§ **Task instructions**
Once you have read the listing, write it all out exactly.

##### Given data #####

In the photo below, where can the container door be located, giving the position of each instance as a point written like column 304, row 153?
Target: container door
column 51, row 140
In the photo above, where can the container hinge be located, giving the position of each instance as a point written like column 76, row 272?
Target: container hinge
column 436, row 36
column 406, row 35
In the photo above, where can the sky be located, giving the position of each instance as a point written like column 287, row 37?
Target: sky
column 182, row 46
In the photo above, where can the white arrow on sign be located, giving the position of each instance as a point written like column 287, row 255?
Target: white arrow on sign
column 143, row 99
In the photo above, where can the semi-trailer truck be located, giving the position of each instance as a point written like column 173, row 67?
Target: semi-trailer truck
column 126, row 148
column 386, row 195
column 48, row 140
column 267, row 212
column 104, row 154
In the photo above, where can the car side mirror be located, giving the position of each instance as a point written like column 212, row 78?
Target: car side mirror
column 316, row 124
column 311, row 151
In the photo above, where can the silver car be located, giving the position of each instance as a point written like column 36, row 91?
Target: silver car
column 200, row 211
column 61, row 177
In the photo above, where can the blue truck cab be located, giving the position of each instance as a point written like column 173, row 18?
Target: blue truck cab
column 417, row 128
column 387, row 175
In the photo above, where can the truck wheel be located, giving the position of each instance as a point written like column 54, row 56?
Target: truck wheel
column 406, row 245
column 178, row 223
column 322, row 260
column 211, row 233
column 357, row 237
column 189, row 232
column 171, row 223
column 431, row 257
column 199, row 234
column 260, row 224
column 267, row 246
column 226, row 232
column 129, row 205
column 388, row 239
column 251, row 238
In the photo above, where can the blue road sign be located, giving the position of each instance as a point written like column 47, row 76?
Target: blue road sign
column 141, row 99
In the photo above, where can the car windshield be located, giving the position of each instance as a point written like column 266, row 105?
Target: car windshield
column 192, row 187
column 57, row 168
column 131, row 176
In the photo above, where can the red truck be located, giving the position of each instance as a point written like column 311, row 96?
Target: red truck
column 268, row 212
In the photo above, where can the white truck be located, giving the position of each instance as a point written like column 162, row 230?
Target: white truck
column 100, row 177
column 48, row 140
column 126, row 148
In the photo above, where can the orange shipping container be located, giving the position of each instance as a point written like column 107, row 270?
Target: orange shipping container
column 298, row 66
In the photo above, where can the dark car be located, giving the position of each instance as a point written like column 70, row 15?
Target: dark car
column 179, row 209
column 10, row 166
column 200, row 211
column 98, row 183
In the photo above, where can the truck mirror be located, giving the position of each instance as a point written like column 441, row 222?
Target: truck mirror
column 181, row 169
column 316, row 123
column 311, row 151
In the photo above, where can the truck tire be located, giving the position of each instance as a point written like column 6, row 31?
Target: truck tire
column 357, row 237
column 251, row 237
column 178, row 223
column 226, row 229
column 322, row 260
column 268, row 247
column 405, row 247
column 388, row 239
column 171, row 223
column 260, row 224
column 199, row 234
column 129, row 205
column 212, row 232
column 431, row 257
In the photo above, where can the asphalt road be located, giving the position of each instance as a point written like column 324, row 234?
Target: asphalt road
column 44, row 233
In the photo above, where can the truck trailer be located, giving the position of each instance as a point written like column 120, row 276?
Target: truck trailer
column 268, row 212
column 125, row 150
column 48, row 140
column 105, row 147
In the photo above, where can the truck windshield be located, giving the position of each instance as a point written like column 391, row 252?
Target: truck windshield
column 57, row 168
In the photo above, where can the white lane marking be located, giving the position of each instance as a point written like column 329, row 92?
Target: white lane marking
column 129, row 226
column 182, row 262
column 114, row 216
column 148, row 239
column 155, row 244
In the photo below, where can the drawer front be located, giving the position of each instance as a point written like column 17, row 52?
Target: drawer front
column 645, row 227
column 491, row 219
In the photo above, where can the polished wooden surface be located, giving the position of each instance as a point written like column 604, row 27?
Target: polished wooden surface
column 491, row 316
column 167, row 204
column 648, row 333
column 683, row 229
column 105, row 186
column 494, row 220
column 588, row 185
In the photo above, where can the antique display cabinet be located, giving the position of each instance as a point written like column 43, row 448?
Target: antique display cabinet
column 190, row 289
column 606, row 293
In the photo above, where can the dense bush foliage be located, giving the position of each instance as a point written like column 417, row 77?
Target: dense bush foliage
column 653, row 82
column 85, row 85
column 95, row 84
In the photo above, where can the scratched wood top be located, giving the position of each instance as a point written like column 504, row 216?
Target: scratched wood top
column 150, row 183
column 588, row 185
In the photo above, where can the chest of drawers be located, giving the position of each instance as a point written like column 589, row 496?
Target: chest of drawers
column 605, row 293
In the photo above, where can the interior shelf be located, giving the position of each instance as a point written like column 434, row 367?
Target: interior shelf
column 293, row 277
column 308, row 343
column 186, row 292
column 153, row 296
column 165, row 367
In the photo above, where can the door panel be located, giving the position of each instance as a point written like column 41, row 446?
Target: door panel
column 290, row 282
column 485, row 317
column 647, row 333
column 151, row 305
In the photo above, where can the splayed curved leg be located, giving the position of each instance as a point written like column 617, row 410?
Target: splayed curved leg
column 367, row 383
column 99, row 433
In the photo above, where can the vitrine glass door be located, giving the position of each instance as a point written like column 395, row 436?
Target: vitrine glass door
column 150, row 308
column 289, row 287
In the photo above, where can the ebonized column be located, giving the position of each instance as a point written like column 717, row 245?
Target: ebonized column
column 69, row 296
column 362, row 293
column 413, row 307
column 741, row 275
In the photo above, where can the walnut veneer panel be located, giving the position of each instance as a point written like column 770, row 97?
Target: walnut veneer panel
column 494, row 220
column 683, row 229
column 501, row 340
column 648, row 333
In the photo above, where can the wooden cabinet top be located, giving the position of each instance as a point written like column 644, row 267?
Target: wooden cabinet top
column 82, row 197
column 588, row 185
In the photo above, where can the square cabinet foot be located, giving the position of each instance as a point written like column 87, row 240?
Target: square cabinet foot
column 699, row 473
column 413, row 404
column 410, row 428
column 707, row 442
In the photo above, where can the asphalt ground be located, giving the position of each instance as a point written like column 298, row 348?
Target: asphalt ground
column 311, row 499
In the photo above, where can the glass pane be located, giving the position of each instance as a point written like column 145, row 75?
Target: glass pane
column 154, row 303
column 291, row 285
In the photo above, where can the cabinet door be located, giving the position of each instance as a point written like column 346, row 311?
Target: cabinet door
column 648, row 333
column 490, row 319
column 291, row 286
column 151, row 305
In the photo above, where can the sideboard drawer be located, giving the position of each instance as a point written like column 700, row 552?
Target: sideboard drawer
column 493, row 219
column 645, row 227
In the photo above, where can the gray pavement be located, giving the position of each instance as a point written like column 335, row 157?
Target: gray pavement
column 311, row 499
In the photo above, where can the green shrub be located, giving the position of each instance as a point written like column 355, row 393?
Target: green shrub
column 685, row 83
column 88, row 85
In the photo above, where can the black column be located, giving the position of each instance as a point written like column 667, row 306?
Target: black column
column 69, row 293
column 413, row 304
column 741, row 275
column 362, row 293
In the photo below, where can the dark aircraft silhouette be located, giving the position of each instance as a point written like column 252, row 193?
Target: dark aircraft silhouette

#####

§ **Result for this exercise**
In the photo below, where can the container door be located, giving the position of each instance as a point written like column 304, row 153?
Target: container door
column 51, row 140
In the photo above, where can the container hinge be located, giving the position of each instance as a point written like column 76, row 272?
Target: container hinge
column 436, row 36
column 406, row 35
In the photo above, where can the sky be located, giving the position of each instance as a point written like column 287, row 37?
Target: sky
column 182, row 46
In the photo above, where can the white arrow on sign be located, giving the position of each instance as a point written like column 287, row 255?
Target: white arrow on sign
column 143, row 99
In the photo above, where can the semi-trailer truck be located, giving the position of each instance as a point written like column 173, row 67?
Target: semi-trailer truck
column 126, row 148
column 386, row 195
column 48, row 140
column 267, row 212
column 104, row 154
In the photo above, where can the car side mirror be located, giving the position of each instance as a point written like column 212, row 78?
Target: car side mirror
column 316, row 124
column 311, row 151
In the photo above, where can the silver car be located, giving the position of each instance as a point written like column 36, row 91?
Target: silver car
column 200, row 211
column 61, row 177
In the photo above, where can the blue truck cab be located, giving the position of each instance as a point written like column 173, row 18?
Target: blue truck cab
column 417, row 128
column 387, row 175
In the photo above, where can the truck wheel be located, giving the position of each instance as a point written like column 54, row 56?
Target: truck wheel
column 406, row 245
column 178, row 223
column 322, row 260
column 211, row 233
column 357, row 237
column 189, row 232
column 171, row 223
column 431, row 257
column 199, row 234
column 260, row 224
column 267, row 246
column 226, row 232
column 129, row 205
column 388, row 239
column 251, row 238
In the photo above, where can the blue road sign be located, giving the position of each instance as a point written like column 47, row 76?
Target: blue road sign
column 141, row 99
In the photo above, where can the car windshield be located, giving the position of each instance as a point written like column 266, row 105?
Target: car windshield
column 192, row 187
column 57, row 168
column 131, row 176
In the photo above, where can the red truck be located, giving the position of each instance as a point written like column 311, row 96?
Target: red truck
column 268, row 212
In the photo above, where can the white truck be located, giving the position of each instance as a point written like column 162, row 230?
Target: white truck
column 100, row 177
column 48, row 140
column 126, row 148
In the photo above, where can the orange shipping container be located, giving the position of each instance as a point written like column 107, row 270?
Target: orange shipping container
column 298, row 66
In the photo above, where can the dark car be located, giving the position of each instance as a point written like column 70, row 15?
Target: dark car
column 179, row 209
column 10, row 166
column 200, row 211
column 98, row 183
In the photo above, where can the truck mirror be located, giving the position of each instance as a point written like column 441, row 222?
Target: truck mirror
column 181, row 169
column 316, row 123
column 311, row 151
In the photo above, where can the truck tire be located, giving the position of each instance as a point written like column 6, row 31?
Target: truck tire
column 357, row 237
column 251, row 237
column 178, row 223
column 226, row 229
column 322, row 260
column 268, row 247
column 405, row 247
column 388, row 239
column 171, row 223
column 260, row 224
column 199, row 234
column 129, row 205
column 212, row 232
column 431, row 257
In the photo above, where can the asphalt road be located, giving the position of each instance as a point written like column 324, row 234?
Target: asphalt road
column 44, row 233
In the photo above, where can the truck trailer be located, giving the position of each instance as a point written like column 120, row 276?
Target: truck trailer
column 268, row 212
column 125, row 150
column 48, row 140
column 105, row 147
In the photo above, where can the truck windshield be located, giving the position of each instance as a point written like column 391, row 252?
Target: truck windshield
column 57, row 168
In the photo above, where can the white lane marking be located, giving the position of each instance as a point written like column 329, row 92?
Target: white lane marking
column 129, row 226
column 182, row 262
column 114, row 216
column 148, row 239
column 155, row 244
In the photo below, where can the drawer front be located, giving the position of each instance as a point written like column 17, row 52?
Target: drawer front
column 645, row 227
column 491, row 219
In the photo above, where can the polished wooden surface be located, giving the position of each instance as a point written like column 604, row 27?
Target: polished wooden surface
column 491, row 316
column 167, row 204
column 648, row 333
column 683, row 229
column 105, row 186
column 494, row 220
column 588, row 185
In the photo above, where can the antique display cabinet be located, giving the position of each instance as a point written like column 43, row 448?
Target: antique display cabinet
column 190, row 289
column 606, row 293
In the photo above, where can the dense bush foliage be located, giving the position of each instance as a point written like column 417, row 77?
Target: dense bush foliage
column 653, row 82
column 85, row 85
column 95, row 84
In the photo above, where can the scratched wood top be located, giving the position of each instance as a point written like column 504, row 216?
Target: scratched wood top
column 150, row 183
column 588, row 185
In the photo above, where can the chest of drawers be located, giving the position of each instance as a point written like column 589, row 496?
Target: chest of drawers
column 605, row 293
In the photo above, where can the interior shelf be located, giving the position of each instance as a point written like column 434, row 367?
Target: interior shelf
column 293, row 277
column 308, row 343
column 186, row 292
column 153, row 296
column 165, row 367
In the photo above, where can the door panel be located, giving the position of each instance as a point written like column 41, row 446?
Target: door panel
column 290, row 282
column 485, row 317
column 647, row 333
column 151, row 305
In the photo above, where can the splayed curved leg be located, giving the position of each instance as a point written like column 617, row 410?
Target: splayed curved leg
column 367, row 383
column 99, row 433
In the photo above, where can the vitrine glass door be located, giving the position of each instance as a point written like column 395, row 436?
Target: vitrine glass door
column 150, row 308
column 289, row 287
In the photo above, where can the ebonized column be located, giving the position of each instance as a point written like column 717, row 245?
Target: ebonized column
column 69, row 296
column 362, row 293
column 413, row 307
column 741, row 275
In the photo above, where can the walnut veneer panel be located, giving the position of each instance as a point written like column 770, row 97?
Target: walnut veneer panel
column 494, row 220
column 683, row 229
column 501, row 340
column 648, row 333
In the photo above, where can the wooden cabinet top be located, giving the position of each instance as a point written like column 644, row 267?
Target: wooden cabinet top
column 82, row 197
column 588, row 185
In the photo above, where can the square cabinet foot be located, giving the position of each instance as a point written like column 87, row 240?
Target: square cabinet foot
column 699, row 473
column 413, row 404
column 410, row 428
column 707, row 442
In the photo above, where can the asphalt ground be located, giving the position of each instance as a point written like column 298, row 348?
Target: asphalt ground
column 311, row 499
In the photo above, where can the glass pane be located, giving the position of each instance as a point written like column 145, row 75?
Target: glass pane
column 154, row 303
column 291, row 285
In the photo above, where can the cabinet door be located, giving the position of each instance as a point written like column 346, row 311?
Target: cabinet door
column 648, row 333
column 490, row 319
column 291, row 286
column 151, row 305
In the photo above, where can the sideboard drawer be located, giving the position of each instance as a point written like column 700, row 552?
Target: sideboard drawer
column 493, row 219
column 645, row 227
In the photo above, where can the gray pavement be located, giving the position of each instance as a point written like column 335, row 157?
Target: gray pavement
column 311, row 499
In the photo above, where can the green shrub be located, giving the position of each instance as a point written like column 355, row 393?
Target: green shrub
column 685, row 83
column 88, row 85
In the photo above, where can the black column be located, giving the position of each instance as a point written like column 667, row 306?
Target: black column
column 69, row 293
column 413, row 304
column 741, row 275
column 362, row 293
In the photo below, where can the dark aircraft silhouette be located, giving the position of each instance as a point written like column 252, row 193?
Target: dark aircraft silhouette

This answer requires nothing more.